Exercise — Repeat the entries that follow, exactly as they are written.

Data extract —
Content starts

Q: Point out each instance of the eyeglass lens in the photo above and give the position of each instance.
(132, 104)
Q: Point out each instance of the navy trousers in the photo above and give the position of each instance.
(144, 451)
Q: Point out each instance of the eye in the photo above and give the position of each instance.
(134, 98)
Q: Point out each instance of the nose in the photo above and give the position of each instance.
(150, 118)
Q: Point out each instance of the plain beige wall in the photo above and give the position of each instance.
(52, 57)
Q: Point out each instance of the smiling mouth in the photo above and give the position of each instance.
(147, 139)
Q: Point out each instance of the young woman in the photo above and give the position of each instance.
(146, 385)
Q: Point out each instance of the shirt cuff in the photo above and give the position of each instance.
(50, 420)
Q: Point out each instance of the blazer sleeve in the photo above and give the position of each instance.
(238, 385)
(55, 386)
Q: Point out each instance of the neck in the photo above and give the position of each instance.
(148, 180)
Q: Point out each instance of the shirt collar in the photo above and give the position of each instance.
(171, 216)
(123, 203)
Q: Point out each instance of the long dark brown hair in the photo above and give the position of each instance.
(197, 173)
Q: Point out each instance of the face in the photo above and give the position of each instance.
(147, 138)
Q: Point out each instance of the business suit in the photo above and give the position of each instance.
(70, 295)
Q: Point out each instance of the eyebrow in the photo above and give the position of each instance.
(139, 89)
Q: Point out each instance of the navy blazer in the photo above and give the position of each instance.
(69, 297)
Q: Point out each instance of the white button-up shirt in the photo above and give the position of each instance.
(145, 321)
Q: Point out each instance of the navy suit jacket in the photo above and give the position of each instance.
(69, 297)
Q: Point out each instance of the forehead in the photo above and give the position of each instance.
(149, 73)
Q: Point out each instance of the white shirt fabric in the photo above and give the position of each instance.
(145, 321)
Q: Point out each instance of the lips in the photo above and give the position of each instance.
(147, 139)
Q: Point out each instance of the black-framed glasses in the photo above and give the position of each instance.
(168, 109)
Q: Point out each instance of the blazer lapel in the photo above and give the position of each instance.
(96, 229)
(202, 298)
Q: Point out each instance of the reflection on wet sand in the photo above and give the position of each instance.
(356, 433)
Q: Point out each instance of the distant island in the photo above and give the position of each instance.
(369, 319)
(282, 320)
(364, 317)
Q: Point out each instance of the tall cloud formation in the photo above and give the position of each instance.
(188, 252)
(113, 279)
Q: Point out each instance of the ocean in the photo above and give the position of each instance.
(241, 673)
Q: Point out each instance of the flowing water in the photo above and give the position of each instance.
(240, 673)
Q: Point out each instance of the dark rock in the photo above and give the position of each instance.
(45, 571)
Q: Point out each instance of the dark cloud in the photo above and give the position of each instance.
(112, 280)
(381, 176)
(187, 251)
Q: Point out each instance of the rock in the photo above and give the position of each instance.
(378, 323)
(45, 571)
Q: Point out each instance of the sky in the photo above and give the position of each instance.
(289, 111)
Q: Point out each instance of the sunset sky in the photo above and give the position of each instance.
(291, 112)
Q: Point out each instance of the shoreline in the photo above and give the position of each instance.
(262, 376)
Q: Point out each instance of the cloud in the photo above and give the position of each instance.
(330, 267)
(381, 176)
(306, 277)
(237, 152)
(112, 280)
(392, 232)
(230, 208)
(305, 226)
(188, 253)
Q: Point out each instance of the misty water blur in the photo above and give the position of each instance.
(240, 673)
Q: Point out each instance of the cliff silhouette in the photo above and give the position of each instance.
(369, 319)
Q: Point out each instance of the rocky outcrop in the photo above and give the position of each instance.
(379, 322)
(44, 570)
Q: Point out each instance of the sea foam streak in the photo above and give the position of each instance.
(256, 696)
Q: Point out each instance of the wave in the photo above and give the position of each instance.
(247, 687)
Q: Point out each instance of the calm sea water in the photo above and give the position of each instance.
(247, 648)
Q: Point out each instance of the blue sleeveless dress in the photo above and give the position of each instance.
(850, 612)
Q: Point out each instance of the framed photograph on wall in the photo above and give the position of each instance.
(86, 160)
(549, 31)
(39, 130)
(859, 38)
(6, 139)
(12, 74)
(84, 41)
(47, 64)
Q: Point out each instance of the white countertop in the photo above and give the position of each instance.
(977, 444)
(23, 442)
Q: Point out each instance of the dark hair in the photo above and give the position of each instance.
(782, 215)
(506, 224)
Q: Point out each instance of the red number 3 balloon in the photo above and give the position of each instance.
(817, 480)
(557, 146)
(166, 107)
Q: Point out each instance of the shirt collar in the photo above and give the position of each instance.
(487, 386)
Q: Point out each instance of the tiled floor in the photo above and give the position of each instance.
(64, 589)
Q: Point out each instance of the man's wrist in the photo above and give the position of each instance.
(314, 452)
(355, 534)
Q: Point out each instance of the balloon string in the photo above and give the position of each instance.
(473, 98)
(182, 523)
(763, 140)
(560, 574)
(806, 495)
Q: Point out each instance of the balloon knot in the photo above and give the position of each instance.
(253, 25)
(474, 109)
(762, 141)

Content ends

Output of the task —
Q: Point out each instance of the eyeglass lens in the photo above and give the position of each instance.
(132, 104)
Q: Point out each instance of the navy trousers in the photo above and give the position of each instance.
(144, 451)
Q: Point out each instance of the eye in the photo above and give the position of each instance.
(134, 98)
Q: Point out each instance of the nose in the photo above and give the position of each instance.
(150, 118)
Q: Point out each instance of the plain beige wall in the photo above and give the position of each instance.
(52, 57)
Q: Point out each instance of the smiling mouth in the photo above and give the position of each instance.
(147, 139)
Q: Point out each instance of the young woman in the photo above and give the position of each instance.
(146, 385)
Q: Point out each instance of the shirt cuff in the photo above and give the position of each instance.
(50, 420)
Q: Point out each instance of the blazer sleeve in the photo above and give the position of each instance.
(238, 385)
(55, 386)
Q: Point out each instance of the neck in the photo above and give the position of each instance.
(148, 180)
Q: Point out each instance of the shirt collar in the photo above and give the position of each instance.
(171, 216)
(123, 203)
Q: Point out each instance of the long dark brown hair in the photo above and give the position of each instance.
(197, 173)
Q: Point out each instance of the face in the photo above and give the position of each instance.
(147, 138)
Q: Point out each instance of the business suit in the photo above and give the position of each instance.
(70, 295)
Q: Point out each instance of the eyebrow in the photo above and give the position of each instance.
(139, 89)
Q: Point out each instance of the navy blazer in the photo above and give the position of each instance.
(69, 297)
Q: Point out each instance of the white button-up shirt in the photo above and give the position of each instance.
(145, 321)
Q: Point out each instance of the navy suit jacket in the photo above and give the position of each instance.
(69, 297)
Q: Point out each instance of the forehead in the photo above and give the position of each instance.
(149, 73)
Q: Point out each instance of the white shirt fabric in the photo above and give the position of each instance.
(145, 321)
Q: Point out each instance of the lips in the photo above and give the position of each instance.
(147, 139)
Q: Point out each instance of the black-framed glasses in the photo above and give the position of each instance.
(168, 109)
Q: Point out each instance of the blazer lapel in the photo above and give the position of each instance.
(96, 229)
(202, 298)
Q: Point out each instance of the reflection on wet sand in the photo above and give the position of each instance.
(356, 433)
Q: Point out each instance of the distant island in the photo above and give the position of each instance.
(369, 319)
(282, 320)
(364, 317)
Q: Point out each instance of the tall cloud formation in the photo above and give the position of each instance.
(188, 252)
(113, 279)
Q: Point out each instance of the ocean in the photo above and give the position of each instance.
(241, 673)
Q: Point out each instance of the flowing water in the photo above and give the position of each instance.
(240, 673)
Q: Point out each instance of the dark rock in the photo above and give the position of each instance.
(45, 571)
Q: Point out each instance of the dark cloud in the photo above and give the position of each instance.
(112, 280)
(381, 176)
(187, 251)
Q: Point out each instance of the rock in the photo above and give the position of each instance.
(378, 323)
(45, 571)
Q: Point out each instance of the sky in the photo above and give the position of each instance.
(289, 111)
Q: Point out each instance of the sunset sky in the photo above and give the position of each instance.
(291, 112)
Q: Point out each instance of the shoreline in the photo above and give the position of each instance.
(262, 376)
Q: Point out each instance of the cloud in the photo above and give the position of each instance.
(330, 267)
(381, 176)
(306, 277)
(237, 152)
(112, 280)
(392, 232)
(230, 208)
(305, 226)
(188, 253)
Q: Point out each instance of the misty water blur in the photo above and give the position of each instance.
(240, 673)
Q: Point out each instance of the cliff silhouette in the photo above and give the position of each instance.
(369, 319)
Q: Point out each instance of the rocky outcrop in the photo above and give the position of each instance.
(379, 322)
(44, 570)
Q: Point out each instance of the sea foam streak in the photo above and give the position of each instance.
(256, 696)
Q: Point out each instance of the wave in the photo above and give the position of each instance.
(247, 687)
Q: Point out each instance of the calm sea water in the photo above and give the position of each instance.
(247, 648)
Q: Point out each instance of the blue sleeveless dress in the photo above and give the position of each instance.
(850, 612)
Q: Point out each instance of the framed photograph on wall in the photo above and give the position of each instance.
(86, 160)
(549, 31)
(39, 130)
(859, 38)
(6, 139)
(12, 74)
(84, 41)
(47, 64)
Q: Point out each instance of the white countertop in the photo above and give the position of each instance.
(977, 444)
(23, 442)
Q: Point out each instance of the dark hair in the photo above and give the position of each instance.
(782, 215)
(506, 224)
Q: Point out each instance of the red number 3 balloon in the photo above and give the position of each instance.
(817, 480)
(557, 146)
(166, 107)
Q: Point out each instance of the shirt collar in the photo above and give the position of each instance.
(487, 386)
Q: Point out each instance of the tiled floor in the photo above and give the position of each instance.
(64, 589)
Q: Point out each instance of the man's wrist in the photo above and give the position of each instance.
(314, 452)
(355, 534)
Q: Point out each instance of the balloon string in the photo above and give the position of each instance.
(473, 98)
(182, 523)
(763, 140)
(560, 574)
(806, 495)
Q: Point out each instance of the balloon knot in the photo above and give the position of each instance.
(253, 25)
(474, 109)
(762, 141)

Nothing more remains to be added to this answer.